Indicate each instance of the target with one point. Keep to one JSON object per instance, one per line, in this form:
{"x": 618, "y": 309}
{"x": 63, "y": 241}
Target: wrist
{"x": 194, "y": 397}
——
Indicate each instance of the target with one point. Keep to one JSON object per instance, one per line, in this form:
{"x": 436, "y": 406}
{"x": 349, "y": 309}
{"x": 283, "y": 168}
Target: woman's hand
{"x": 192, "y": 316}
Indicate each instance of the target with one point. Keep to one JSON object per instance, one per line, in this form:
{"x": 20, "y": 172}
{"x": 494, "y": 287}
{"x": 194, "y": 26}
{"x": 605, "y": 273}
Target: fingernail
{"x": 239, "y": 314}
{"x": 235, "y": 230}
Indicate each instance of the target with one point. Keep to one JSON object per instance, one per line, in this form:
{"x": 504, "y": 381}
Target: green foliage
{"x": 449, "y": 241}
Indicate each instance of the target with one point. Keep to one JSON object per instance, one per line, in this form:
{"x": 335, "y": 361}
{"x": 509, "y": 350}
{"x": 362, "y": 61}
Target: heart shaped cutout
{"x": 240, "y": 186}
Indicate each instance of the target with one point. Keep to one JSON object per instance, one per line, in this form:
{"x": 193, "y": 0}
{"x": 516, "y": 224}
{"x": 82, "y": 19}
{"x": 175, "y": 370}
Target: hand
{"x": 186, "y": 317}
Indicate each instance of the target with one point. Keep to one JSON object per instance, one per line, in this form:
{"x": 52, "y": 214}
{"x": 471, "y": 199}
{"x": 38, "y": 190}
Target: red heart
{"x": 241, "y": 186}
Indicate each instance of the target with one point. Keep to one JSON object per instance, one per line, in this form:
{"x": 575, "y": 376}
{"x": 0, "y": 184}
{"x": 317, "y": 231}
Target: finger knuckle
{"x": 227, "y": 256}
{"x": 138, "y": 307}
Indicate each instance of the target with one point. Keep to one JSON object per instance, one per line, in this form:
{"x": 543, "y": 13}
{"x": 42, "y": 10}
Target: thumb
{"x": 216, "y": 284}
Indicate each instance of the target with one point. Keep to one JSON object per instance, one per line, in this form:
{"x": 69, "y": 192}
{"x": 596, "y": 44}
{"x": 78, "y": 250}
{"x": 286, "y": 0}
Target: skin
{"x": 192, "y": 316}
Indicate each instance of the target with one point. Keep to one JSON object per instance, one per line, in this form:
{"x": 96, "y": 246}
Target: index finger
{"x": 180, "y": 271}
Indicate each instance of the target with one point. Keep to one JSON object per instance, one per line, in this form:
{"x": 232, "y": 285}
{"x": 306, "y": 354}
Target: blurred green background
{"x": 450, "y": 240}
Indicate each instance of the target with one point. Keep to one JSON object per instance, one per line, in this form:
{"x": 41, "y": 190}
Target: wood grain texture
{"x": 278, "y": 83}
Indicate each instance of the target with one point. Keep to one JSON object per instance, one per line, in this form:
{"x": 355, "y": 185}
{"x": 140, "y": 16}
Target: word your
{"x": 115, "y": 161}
——
REQUIREMENTS => Filter the entries above, copying out every line that holds the word "heart" and treating matches as case-sensitive.

RESULT OF THE EXERCISE =>
Target: heart shaped cutout
Target: red heart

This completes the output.